Exercise text ▸
--*--

Say It My Way: Exploring Control in Conversational Visual Question Answering with Blind Users

Farnaz Zamiri Zeraati, Yang Cao, Yuehan Qiao, Hal Daumé III, Hernisa Kacorri · 2026 · Proceedings of the 2026 CHI Conference on Human Factors in Computing Systems (CHI '26) · doi:10.1145/3772318.3791834

Summary

This CHI 2026 paper investigates how blind users can exert control over responses generated by conversational visual question answering (VQA) systems built on vision-language models. While prompting and steering techniques are well established in general-purpose generative AI, assistive VQA tools for blind users still follow rigid interaction patterns with limited opportunities for customization. The authors argue that user control becomes especially consequential for blind users who may rely on these systems for access in everyday and high-stakes situations. The study recruits 11 blind participants (four totally blind, seven legally blind) and runs a three-phase multi-day protocol: an in-lab session where participants are introduced to five customization techniques (binary feedback, zero-shot style prompting, zero-shot intention prompting, chain-of-thought prompting, and image-as-text prompting) through engineered scenarios; a 10-day diary study using Be My AI in daily life; and a remote post-study interview. The techniques are drawn from Schulhoff et al.'s taxonomy of prompting strategies and adapted to short, mobile-based, blind-user interactions. The authors analyse 418 interactions across lab and diary sessions, triangulated with reflections and interview transcripts, and release the resulting Ask&Prompt dataset of images, dialogues, context metadata, and task-success annotations. The paper contributes empirical findings on real-world blind user adaptation to VQA systems, and design implications for future live VQA tools.

Key findings

Interactions were often lengthy and imbalanced: participants averaged 3 turns (up to 21), with user input typically about one-tenth the length of system responses (median 242 words in lab, 160 in diary). k-means clustering surfaced three interaction patterns: short successful rounds (median 2, n=286), short-medium unsuccessful rounds where participants gave up (n=53), and long effortful dialogues with mixed outcomes (median 10.5 rounds, n=24) where customization was heaviest. Customization was used more in familiar environments (55%) than unfamiliar (34%), with familiar items (54% vs 47%), around familiar people (60%) and in leisure (54%) versus hurried (46%) contexts. The most common strategy remained simply asking questions without any prompting; 77% of lab and 75% of diary interactions included at least one direct question. Failures clustered around inaccessible or missing image content, model limitations (the system avoided distance and time estimates), and model errors (outdated expiration dates, wrong prices). Participants developed new techniques not introduced in the lab, including decomposition, self-criticism, and action-oriented prompting ("I'm gonna take a picture of me touching a bottle..."). Trust was task-dependent: high for clear description tasks, low for localization under time pressure, and very low for high-stakes medication reading where participants preferred sighted verification or cross-checking across multiple AI tools.

--*--

Task ▸ According to the paper summary above, what is the name of the dataset the authors released?

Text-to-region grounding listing
--*--

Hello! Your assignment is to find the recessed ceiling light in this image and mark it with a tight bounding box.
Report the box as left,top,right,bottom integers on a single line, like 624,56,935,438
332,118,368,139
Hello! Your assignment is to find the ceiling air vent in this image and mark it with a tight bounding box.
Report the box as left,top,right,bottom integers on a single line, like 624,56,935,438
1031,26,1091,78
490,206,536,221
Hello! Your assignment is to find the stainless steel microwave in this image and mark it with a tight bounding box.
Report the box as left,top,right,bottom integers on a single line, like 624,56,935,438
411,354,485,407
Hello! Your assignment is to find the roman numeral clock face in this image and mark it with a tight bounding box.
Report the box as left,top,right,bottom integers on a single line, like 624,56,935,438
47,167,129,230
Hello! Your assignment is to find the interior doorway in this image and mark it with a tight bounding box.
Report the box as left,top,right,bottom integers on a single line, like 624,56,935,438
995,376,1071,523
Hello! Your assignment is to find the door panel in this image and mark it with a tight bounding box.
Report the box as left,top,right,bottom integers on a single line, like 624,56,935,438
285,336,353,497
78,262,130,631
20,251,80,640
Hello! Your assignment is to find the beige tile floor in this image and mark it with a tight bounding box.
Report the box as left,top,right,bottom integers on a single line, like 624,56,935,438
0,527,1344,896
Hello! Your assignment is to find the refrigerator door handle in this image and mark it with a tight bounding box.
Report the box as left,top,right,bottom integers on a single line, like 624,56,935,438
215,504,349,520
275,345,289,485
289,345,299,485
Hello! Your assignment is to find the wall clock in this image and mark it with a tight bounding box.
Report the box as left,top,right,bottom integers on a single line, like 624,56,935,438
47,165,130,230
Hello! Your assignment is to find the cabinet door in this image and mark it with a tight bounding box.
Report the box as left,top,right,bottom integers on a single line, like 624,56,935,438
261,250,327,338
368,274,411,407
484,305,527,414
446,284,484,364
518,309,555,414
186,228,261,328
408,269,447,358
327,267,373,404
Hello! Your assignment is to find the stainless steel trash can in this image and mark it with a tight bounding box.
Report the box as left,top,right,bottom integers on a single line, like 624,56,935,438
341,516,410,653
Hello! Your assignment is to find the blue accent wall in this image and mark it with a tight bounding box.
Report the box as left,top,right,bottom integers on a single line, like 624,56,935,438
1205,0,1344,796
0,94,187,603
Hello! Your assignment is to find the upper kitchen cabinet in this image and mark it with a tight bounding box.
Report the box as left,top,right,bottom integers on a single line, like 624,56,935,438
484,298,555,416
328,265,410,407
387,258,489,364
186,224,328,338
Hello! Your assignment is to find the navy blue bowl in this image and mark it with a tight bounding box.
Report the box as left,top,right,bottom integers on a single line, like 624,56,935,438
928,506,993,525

--*--

Answer area ▸ Ask&Prompt